# PROBLEM TO SOLVE
Rewrite every line of the data below as a numbered list, skipping any blank lines. Leave the pictures out of your answer.

# RECORDS PROVIDED

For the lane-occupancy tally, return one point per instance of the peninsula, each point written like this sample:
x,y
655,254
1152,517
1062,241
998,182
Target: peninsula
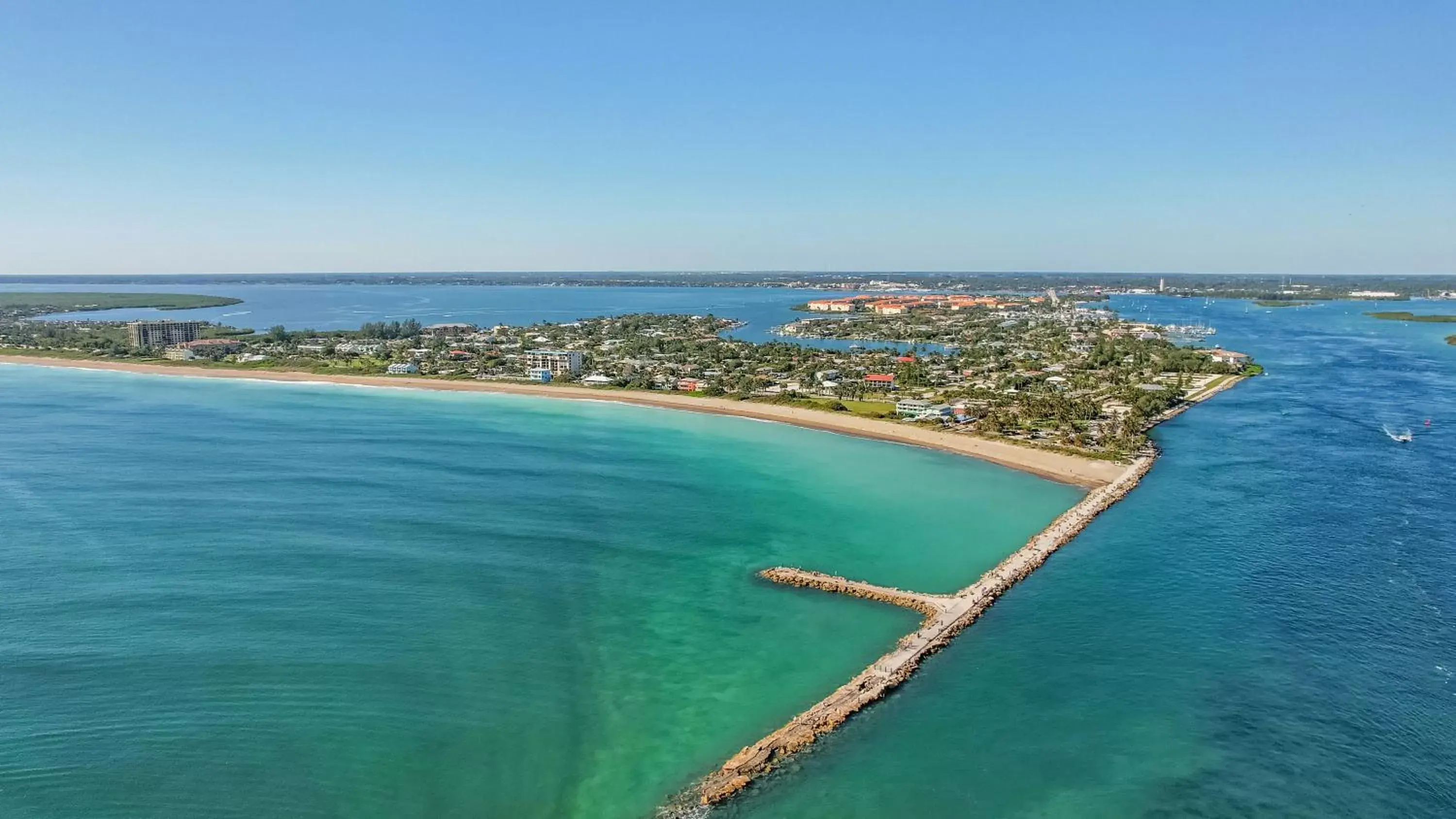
x,y
1034,383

# WRITTEN REPLY
1. For the lane-occupancy tally, return one point per instance of the peninsula, each point written like this sample:
2. x,y
3. 655,254
4. 1152,517
5. 1062,241
6. 998,182
7. Target: peninsula
8. x,y
9. 1034,383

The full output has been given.